» Quoted passage:

===============

It's important to remember that the Nazi party stood for the National _Socialist_ Party. Hitler's views on Aryan racial superiority are directly linked to 19th century Darwinianism. Hitler's persecution of the Confessing Church (not to mention the atrocities he committed against all sorts of people) is proof positive that his views were antithetical to Christianity (which is not to say that I fully endorse the Confessing Church). Dietrich Bonhoeffer certainly didn't think of Hitler as a Christian. This resource may also be helpful.



> First they came for the Communists, and I didn´t speak up, because I wasn´t a Communist. Then they came for the Jews, and I didn´t speak up, because I wasn´t a Jew. Then they came for the Catholics, and I didn´t speak up, because I was a Protestant. Then they came for me, and by that time there was no one left to speak up for me.
> 
> by Rev. Martin Niemoller, 1945





> Hitler extended his rationalizations into religious doctrine, claiming that those who agreed with and taught his "truths," were "true" or "master" religions, because they would "create mastery" by avoiding comforting lies. Those that preach love and tolerance, "in contravention to the facts," were said to be "slave" or "false" religions. The man who recognizes these "truths," Hitler continued, was said to be a "natural leader," and those who deny it were said to be "natural slaves." "Slaves," especially intelligent ones he claimed, were always attempting to hinder masters by promoting false religious and political doctrines. Many Nazis thus regarded Christianity as a cowardly creed founded deliberately by Jews, and hoped to see it replaced with a reborn Germanic paganism based partly on Norse myth and partly on the principles of National Socialism.
> 
> Source: see link above



[Edited on 7-3-2005 by VirginiaHuguenot]


----------



## biblelighthouse (Jul 3, 2005)

===============

» Given data:
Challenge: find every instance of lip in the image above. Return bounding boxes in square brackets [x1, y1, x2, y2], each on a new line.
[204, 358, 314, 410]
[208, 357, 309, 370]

===============

» Aim:
Continue the forum thread about Hitler and Christianity, shown above the data, from the point where it stops.

» Response to this exercise:
> _Originally posted by Paul manata_
> If the Nazis thought that they were true Christians would they say that they were "true Jews, ones who were Jews inwardly?"
> 
> [Edited on 7-3-2005 by Paul manata]



:bigsmile: Excellent point!


----------



## Contra_Mundum (Jul 3, 2005)

Different groups of people are always looking for reasons to place themselves on a morally superior plane to their enemies. That this has happened among people calling themslves "Christian" should not be surprising. That it should be so candidly admitted and repudiated by true Christians is surprising--if we are to take typical identification-behavior as a standard of reference.

Exhibit A: Muslims attempt to blackmail Christians by pointing to the Crusades (past and present). But mention to them the wars of Islamic expansion that placed North Africa, and the Levant; later Palestine, Syria, and Asia Minor; then Constantinople, the Balkans, and Iberia under the heel of the Caliphs--then they protest that these were all liberations, God ordained, bloodless, etc. etc. etc. I once had an Imam tell me that the Egyptians welcomed the Islamic armies as benefactors. So, "one set of rules for you--a different set for me," is the order of the day for Muslims.

Exhibit B: Before Rome (the pagan Empire) destroyed the political Jewish nation, the Jewish nation (which had special religious treatment and exemptions within the structure of the Empire) they colluded together to extirpate the Christian faith. All one has to do is read the Acts and the Epistles to find the testimony of a politically powerless and persecuted (but fervent) faith against those who were both more numerous (at first) and politically powerful and connected. For examples: John19:6; Acts 9:1; 13:50; 17:13; 1 Thes. 2:14-16. Examples can also be found in secular literature.

Point this out (not as an apology or by way of justification of wicked deeds by so-called Christians) to show that "Christians" aren't the only group with blood on its hands, and see if those who self-identify with that group today don't offer excuses and rationales, or call you a liar--rather than acknowledge that "if you are guilty by association, then I am too."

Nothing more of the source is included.